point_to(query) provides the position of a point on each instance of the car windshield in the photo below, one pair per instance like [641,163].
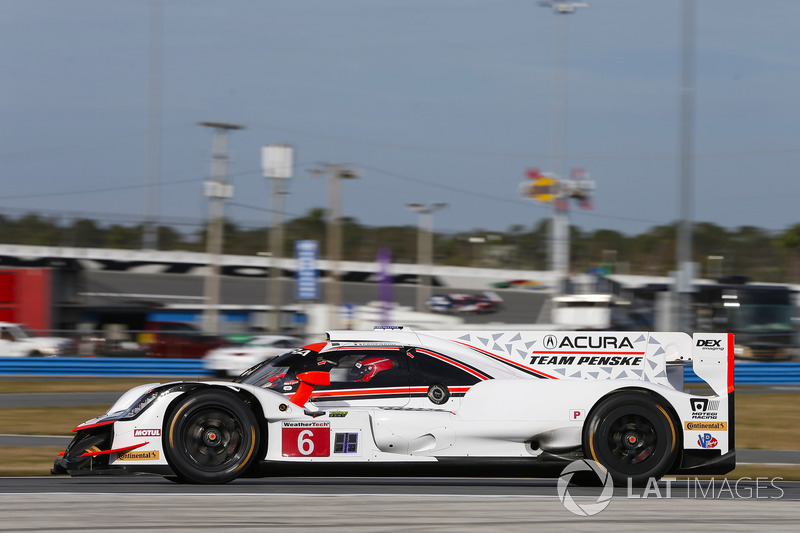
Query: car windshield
[282,370]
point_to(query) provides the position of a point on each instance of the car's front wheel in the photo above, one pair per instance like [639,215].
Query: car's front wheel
[632,436]
[211,437]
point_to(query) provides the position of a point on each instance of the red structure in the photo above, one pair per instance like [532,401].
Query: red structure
[26,297]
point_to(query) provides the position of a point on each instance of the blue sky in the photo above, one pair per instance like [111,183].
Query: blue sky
[434,100]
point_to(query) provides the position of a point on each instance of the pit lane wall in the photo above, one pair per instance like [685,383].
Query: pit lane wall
[745,373]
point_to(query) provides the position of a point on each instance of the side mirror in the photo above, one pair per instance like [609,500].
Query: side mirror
[308,380]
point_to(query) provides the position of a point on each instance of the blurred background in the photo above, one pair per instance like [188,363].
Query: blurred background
[181,176]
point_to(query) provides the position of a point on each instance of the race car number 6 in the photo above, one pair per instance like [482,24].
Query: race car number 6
[304,444]
[306,441]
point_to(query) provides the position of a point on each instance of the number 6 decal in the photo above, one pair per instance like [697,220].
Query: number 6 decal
[305,445]
[306,439]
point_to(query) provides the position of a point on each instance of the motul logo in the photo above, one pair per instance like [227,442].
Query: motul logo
[146,432]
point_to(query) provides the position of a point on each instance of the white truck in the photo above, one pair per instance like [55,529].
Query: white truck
[16,342]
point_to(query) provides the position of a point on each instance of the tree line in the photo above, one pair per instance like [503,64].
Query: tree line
[747,250]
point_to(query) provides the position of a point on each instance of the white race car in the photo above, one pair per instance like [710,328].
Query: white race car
[233,360]
[401,396]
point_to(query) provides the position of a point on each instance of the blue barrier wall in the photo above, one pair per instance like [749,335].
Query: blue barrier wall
[101,366]
[745,373]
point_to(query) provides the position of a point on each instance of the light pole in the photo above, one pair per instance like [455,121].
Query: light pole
[277,161]
[686,269]
[424,248]
[333,295]
[559,245]
[217,189]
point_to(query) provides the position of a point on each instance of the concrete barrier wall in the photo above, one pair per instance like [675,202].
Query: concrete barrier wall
[746,373]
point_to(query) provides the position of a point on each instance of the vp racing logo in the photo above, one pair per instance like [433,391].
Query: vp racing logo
[584,467]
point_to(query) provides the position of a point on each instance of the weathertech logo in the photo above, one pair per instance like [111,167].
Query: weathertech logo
[146,432]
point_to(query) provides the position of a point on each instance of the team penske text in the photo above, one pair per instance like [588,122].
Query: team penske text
[611,360]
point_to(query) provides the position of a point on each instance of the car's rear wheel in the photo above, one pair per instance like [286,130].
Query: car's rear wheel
[632,436]
[212,437]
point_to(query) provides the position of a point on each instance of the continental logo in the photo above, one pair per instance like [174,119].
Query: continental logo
[149,455]
[706,425]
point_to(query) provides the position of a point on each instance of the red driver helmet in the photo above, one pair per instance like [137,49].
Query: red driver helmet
[368,368]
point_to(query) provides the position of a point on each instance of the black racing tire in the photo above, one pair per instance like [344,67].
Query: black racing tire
[632,436]
[211,437]
[438,393]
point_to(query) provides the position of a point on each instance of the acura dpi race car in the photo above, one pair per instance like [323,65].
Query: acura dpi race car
[401,396]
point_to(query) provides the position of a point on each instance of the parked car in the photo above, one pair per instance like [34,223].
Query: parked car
[173,340]
[15,341]
[230,361]
[465,303]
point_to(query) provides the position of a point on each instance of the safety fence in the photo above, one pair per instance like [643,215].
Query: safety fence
[746,373]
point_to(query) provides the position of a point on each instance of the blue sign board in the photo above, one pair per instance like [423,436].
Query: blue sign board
[307,286]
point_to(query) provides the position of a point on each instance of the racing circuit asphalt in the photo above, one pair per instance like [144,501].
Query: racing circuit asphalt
[386,504]
[358,499]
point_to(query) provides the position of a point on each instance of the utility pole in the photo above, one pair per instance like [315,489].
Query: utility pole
[277,162]
[559,244]
[424,249]
[217,190]
[153,157]
[685,267]
[333,294]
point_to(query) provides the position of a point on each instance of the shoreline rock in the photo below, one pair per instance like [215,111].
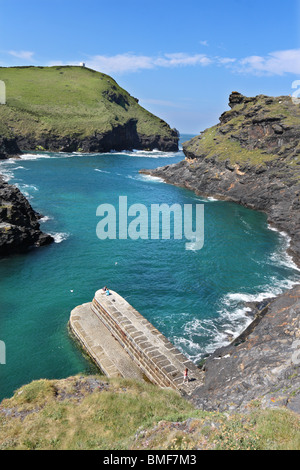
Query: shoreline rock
[252,158]
[19,223]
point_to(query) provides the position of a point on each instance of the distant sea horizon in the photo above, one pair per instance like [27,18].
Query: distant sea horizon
[195,298]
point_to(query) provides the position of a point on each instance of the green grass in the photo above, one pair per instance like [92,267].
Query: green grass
[222,141]
[124,414]
[69,100]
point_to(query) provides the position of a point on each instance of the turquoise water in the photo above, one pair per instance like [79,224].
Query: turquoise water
[194,297]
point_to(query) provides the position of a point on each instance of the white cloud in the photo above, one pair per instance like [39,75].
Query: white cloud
[128,62]
[25,55]
[275,63]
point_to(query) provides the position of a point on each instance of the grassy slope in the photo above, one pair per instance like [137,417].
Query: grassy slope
[122,414]
[224,145]
[66,100]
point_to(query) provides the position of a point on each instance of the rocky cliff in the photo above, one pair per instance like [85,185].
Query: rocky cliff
[76,109]
[252,157]
[19,223]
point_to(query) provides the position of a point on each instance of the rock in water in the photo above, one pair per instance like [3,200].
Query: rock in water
[19,223]
[76,109]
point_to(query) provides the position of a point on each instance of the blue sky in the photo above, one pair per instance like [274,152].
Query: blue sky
[181,59]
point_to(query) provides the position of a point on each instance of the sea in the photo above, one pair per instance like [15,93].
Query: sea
[196,297]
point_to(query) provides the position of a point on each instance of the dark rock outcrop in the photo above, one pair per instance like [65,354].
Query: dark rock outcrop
[261,367]
[9,147]
[19,223]
[252,157]
[122,137]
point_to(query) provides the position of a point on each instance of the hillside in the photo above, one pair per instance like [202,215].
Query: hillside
[70,108]
[93,412]
[252,157]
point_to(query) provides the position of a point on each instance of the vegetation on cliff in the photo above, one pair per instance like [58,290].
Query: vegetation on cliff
[256,130]
[19,222]
[94,412]
[70,108]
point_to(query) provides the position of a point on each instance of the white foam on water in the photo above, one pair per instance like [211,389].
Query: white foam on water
[45,219]
[148,153]
[32,156]
[150,178]
[102,171]
[59,237]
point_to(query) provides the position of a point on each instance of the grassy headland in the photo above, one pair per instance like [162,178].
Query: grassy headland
[94,412]
[73,108]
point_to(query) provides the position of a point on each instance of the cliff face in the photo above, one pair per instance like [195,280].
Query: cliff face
[76,109]
[19,223]
[252,157]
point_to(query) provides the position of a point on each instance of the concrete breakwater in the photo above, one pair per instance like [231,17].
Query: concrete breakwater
[124,343]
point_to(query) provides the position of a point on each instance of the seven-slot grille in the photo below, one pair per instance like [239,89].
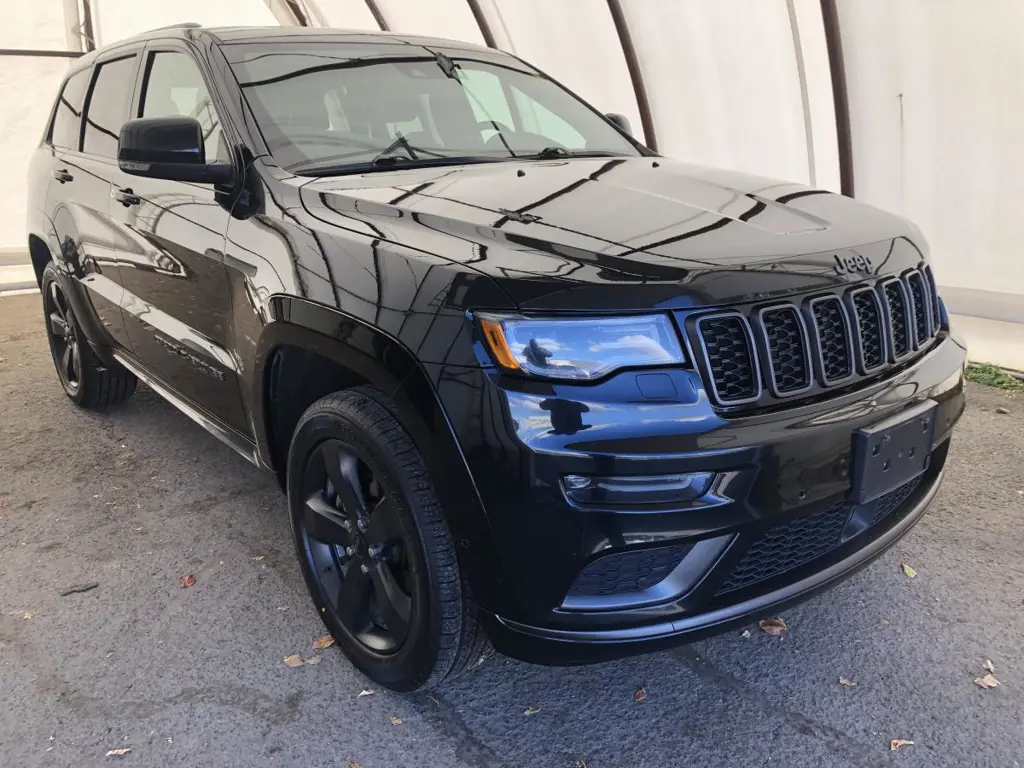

□ □ □

→ **OBJECTIVE**: Turn everything from the line containing "instance like [231,17]." down to the end of the items into a Markdown table with the columns Number and Line, one row per line. Leave out blank lines and the pictures.

→ **FINISHED ANSWER**:
| Number | Line |
|---|---|
| 1 | point_to(query) provides the position of a point on each instance of the concrete breakwater in the photo above, one pair per instance like [231,17]. |
| 2 | Query: concrete breakwater |
| 3 | [124,343] |
| 4 | point_to(query) provides the position of a point on each instance of the seven-slot grille in the photo below, one pair per instance like [239,89]. |